• [PROBLEM REQUIREMENTS]:
Turn the lines of the material below into a numbered list, dropping any blank lines and leaving out the pictures.

• [WORKING DATA]:
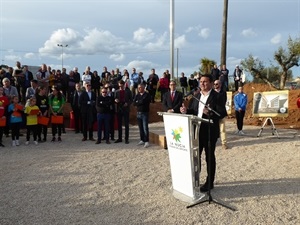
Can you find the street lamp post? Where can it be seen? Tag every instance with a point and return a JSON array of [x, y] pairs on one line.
[[62, 54]]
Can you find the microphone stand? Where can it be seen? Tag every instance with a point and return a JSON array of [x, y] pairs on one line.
[[208, 198]]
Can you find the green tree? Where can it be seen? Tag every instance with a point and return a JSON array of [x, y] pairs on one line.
[[206, 65], [286, 58]]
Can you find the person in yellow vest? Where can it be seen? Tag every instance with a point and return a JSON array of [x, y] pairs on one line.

• [FULL OUTPUT]:
1. Can you find the street lamp post? Where can it be seen? Tag every instance with a point and return a JSON array of [x, y] pairs on one line.
2. [[62, 54]]
3. Can you find the microphone stand? Where can it be seen? Tag every instance with a point and return a JSON array of [x, y] pairs on one line.
4. [[208, 198]]
5. Can you find the green tree? Where can it be seen? Tag every instance with a point and return a JSON array of [x, y] pairs on one line.
6. [[206, 65], [286, 58]]
7. Can you find the person in yellow vest? Where can it be seen? Tag every instance with a point and return a JSON array of [x, y] pairs on one line.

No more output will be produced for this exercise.